What the task asks – Edit each item below so that "visual grounding system" becomes "object localization system" and nothing else changes. Leave the pictures out of your answer.

Material shown –
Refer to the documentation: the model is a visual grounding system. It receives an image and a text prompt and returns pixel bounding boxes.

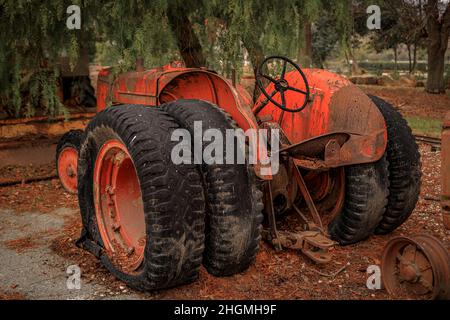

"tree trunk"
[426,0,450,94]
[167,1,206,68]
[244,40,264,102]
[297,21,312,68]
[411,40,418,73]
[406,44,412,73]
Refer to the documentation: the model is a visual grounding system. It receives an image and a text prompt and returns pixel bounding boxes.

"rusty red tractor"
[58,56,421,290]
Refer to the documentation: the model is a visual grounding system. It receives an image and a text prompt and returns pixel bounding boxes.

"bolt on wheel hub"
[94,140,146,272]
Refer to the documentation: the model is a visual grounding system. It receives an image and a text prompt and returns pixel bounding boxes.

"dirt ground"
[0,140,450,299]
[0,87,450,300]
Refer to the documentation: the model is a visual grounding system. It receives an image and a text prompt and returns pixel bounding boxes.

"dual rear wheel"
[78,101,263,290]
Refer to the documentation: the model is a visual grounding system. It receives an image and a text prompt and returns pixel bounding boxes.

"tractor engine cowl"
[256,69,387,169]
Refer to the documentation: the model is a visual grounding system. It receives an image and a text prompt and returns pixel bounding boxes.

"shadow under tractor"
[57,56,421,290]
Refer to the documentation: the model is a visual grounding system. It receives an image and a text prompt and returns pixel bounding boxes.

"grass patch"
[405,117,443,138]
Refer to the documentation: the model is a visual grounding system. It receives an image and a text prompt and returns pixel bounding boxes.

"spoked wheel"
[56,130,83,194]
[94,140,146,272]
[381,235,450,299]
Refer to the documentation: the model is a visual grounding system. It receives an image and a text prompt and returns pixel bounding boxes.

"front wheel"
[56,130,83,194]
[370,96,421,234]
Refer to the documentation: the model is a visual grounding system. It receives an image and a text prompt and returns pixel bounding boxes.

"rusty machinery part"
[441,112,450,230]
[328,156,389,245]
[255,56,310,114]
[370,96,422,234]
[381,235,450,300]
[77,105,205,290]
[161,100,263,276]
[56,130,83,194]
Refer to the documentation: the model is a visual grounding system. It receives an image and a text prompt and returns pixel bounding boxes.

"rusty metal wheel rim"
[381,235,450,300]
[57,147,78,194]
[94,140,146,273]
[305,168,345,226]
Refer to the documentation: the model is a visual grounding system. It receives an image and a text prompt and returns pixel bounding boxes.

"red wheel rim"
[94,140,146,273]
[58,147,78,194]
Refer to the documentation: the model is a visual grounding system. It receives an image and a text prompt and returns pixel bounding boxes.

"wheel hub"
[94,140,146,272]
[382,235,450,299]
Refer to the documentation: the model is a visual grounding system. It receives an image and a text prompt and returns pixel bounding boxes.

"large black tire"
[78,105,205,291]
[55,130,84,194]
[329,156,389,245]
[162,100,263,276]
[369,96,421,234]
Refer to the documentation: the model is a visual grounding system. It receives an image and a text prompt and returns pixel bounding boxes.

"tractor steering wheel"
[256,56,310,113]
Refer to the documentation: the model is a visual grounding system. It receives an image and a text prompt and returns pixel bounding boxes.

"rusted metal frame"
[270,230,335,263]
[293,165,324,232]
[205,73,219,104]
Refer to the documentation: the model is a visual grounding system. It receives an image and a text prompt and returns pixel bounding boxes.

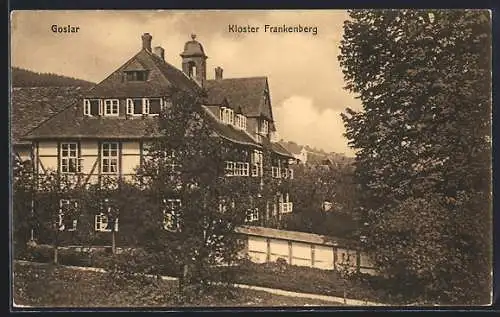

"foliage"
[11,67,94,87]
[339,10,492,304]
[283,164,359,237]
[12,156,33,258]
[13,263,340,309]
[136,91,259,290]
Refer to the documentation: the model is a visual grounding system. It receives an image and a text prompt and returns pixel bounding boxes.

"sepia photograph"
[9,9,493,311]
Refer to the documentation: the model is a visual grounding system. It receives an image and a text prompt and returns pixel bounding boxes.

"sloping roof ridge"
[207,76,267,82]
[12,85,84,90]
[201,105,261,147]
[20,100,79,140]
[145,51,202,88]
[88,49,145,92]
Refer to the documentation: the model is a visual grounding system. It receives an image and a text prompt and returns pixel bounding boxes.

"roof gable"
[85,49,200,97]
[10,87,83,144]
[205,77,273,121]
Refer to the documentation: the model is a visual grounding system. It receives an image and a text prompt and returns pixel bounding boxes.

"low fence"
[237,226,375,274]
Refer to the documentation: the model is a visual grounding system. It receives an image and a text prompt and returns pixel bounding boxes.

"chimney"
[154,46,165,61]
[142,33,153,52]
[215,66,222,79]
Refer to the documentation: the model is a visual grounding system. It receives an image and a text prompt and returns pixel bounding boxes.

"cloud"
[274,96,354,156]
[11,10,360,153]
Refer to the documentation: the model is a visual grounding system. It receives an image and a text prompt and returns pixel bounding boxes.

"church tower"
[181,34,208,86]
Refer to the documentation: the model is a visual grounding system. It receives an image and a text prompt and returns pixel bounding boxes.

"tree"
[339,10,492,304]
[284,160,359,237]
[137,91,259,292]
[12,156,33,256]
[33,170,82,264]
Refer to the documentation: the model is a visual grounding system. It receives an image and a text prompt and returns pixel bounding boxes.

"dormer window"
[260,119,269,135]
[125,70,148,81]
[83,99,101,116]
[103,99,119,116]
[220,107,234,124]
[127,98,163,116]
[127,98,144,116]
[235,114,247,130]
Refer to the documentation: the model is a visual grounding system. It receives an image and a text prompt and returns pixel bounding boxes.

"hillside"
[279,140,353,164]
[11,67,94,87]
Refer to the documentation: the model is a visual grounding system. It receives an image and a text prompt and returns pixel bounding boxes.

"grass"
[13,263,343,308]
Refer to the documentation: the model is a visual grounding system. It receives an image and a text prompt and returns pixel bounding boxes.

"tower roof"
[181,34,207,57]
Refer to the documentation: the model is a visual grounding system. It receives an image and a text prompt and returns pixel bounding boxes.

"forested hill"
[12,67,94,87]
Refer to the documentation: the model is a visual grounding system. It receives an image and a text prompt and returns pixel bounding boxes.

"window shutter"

Solution to the exercise –
Refer to the documentation: the model is a object localization system. It receives an image and a text prompt and returns pixel bounding boxes.


"tree trunk"
[426,0,450,94]
[167,1,206,68]
[244,40,264,102]
[297,21,312,68]
[411,40,418,73]
[406,44,412,73]
Refer to the documentation: the model is a object localization system. It receives an image and a text prompt and returns pixel bounding boxes.

"rusty red tractor"
[58,56,421,290]
Refer to the documentation: the model is a object localization system. It receives an image and a text prompt and returns pixel bounding boxes.

"bolt on wheel hub"
[94,140,146,272]
Refer to the documentation: the model is a object localization system. It receives an image and a text prompt and returns pixel bounding boxes.

"dirt ground"
[0,140,450,299]
[0,87,450,300]
Refer to the documentation: the model is a object localization system. It receives an image and a text prompt and returns pixel bounding boxes.

"dual rear wheel"
[78,101,263,290]
Refer to the documentation: the model is a object localization system. It receives an image and a text prompt and returns pixel bounding boxes.

"tractor engine cowl"
[256,69,387,169]
Refer to the documentation: the model is a object localization system. It receives an image and a text prompt and returns pixel bounding boxes.

"shadow under tractor"
[57,56,421,290]
Refer to the documentation: the model is a object localization system. It receives an image and a text prompt and returns pixel bounding boxes.

"grass patch"
[405,117,443,138]
Refer to the documentation: the model is a object localization system. It receives an image and a text prompt and returns pixel bounding boxes.

"spoked wheel"
[56,130,83,194]
[94,140,146,272]
[381,235,450,299]
Refer to the documentation: the model is a object localization system. It receives an image and a text prompt and returns pixel bounding boxes.

"front wheel"
[56,130,83,194]
[370,96,421,234]
Refer to the documentation: the model is a object localization system. It receives an image and a text prompt and returns pixel bounding boxes.

"rusty machinery part"
[441,112,450,230]
[328,156,389,245]
[255,56,310,114]
[370,96,422,234]
[381,235,450,300]
[77,105,205,290]
[161,100,263,276]
[56,130,83,194]
Refer to the documentation: the model is a object localization system. It receives an image and a text prompt and returns pixel bounding boxes.

"rusty metal wheel rim"
[381,235,450,300]
[57,147,78,194]
[94,140,146,273]
[305,168,345,226]
Refer to the documentation: the model is a object localization system. It receives an image and a text prompt and returns pixel bounding boxes.

"red wheel rim"
[94,140,146,273]
[58,147,78,194]
Refer to the documentation: the model is a object localization system. It receives an image and a text prompt and returns pixel bounding boxes.

"wheel hub"
[94,140,146,272]
[382,235,450,299]
Refer to the documentation: the model is a object localization system. It receives an image and a text prompt and returns pixel bounding boxes.

"large black tire"
[78,105,205,291]
[55,130,84,194]
[329,156,389,245]
[162,100,263,276]
[369,96,421,234]
Refer to the documentation: the model is a object localization system. It receives an image and a text prompt and returns pixel bounding boxes.

"tractor steering wheel"
[256,56,310,113]
Refer to the documentation: the model is a object localization system. It receives an image and a text prompt and returns pixel bounding boxes.

"rusted metal frame"
[270,230,335,263]
[293,165,324,232]
[205,73,219,104]
Refer to the documentation: the model is a object localization system. It receives an image and a text prompt and returns pixel bounding boxes.


"foliage"
[11,67,94,87]
[339,10,492,304]
[283,164,359,237]
[12,156,33,258]
[13,263,340,309]
[136,91,259,290]
Refer to the documentation: the model is a object localization system. It receives an image and a text prompt and returns pixel bounding boxes.

"sepia photograph"
[9,9,493,311]
Refer to the documentation: the model is a object localization system. It receives an image and a text prompt and returns pixel bounding boxes.

"sloping roof ridge"
[207,76,267,82]
[12,85,84,90]
[201,105,261,147]
[20,100,79,140]
[145,51,202,88]
[88,49,145,92]
Refer to the documentation: the model is a object localization system. It receives an image and a text prompt and returns pixel bounding boxes.

"roof gable"
[85,49,200,97]
[10,87,83,144]
[205,77,273,121]
Refer to the documentation: the model is a object localization system. It receives an image and a text prompt and returns pixel bounding boxes.

"low fence"
[237,226,375,274]
Refer to the documentation: the model is a object localization system. It receives an image and a text prompt and returns pixel bounding boxes.

"chimney"
[154,46,165,61]
[142,33,153,52]
[215,66,222,79]
Refer to the documentation: the model is a object localization system. It receives an image and a text prompt and returns pixel bounding boxes.

"cloud"
[274,96,354,156]
[11,10,360,153]
Refer to the documentation: the model is a object localization system. It receives an image and a text prompt and returns pixel bounding boxes.

"church tower"
[181,34,208,86]
Refer to the documentation: the model is a object localization system. It receives an image and a text prompt and returns pixel bounding boxes.

"tree"
[339,10,492,304]
[284,160,359,237]
[137,91,259,292]
[12,156,33,256]
[33,170,82,264]
Refer to the documentation: the model is a object localization system. It receives an image and a text prompt and returns pixel bounding boxes.

"dormer window"
[260,119,269,135]
[125,70,148,81]
[83,99,101,116]
[103,99,119,116]
[220,107,234,124]
[127,98,163,116]
[127,98,144,116]
[235,114,247,130]
Refer to the documentation: the model is a object localization system. It receives an image and a text prompt and returns pixel bounding boxes.

"hillside"
[279,140,353,164]
[11,67,94,87]
Refer to the documentation: the model is a object localization system. It receives an image and a text prompt and returns pixel bounding boxes.

"grass"
[13,263,343,308]
Refer to the documentation: the model is a object localization system. It receives an image and a text prompt and returns pixel bounding boxes.

"tower roof"
[181,34,207,57]
Refer to the documentation: the model is a object localization system. It receives an image and a text prompt and returns pixel bounding boxes.

"forested hill"
[12,67,94,87]
Refer to the documentation: the model is a object localization system. It receives an image and a text prompt and returns pixel bounding boxes.

"window shutter"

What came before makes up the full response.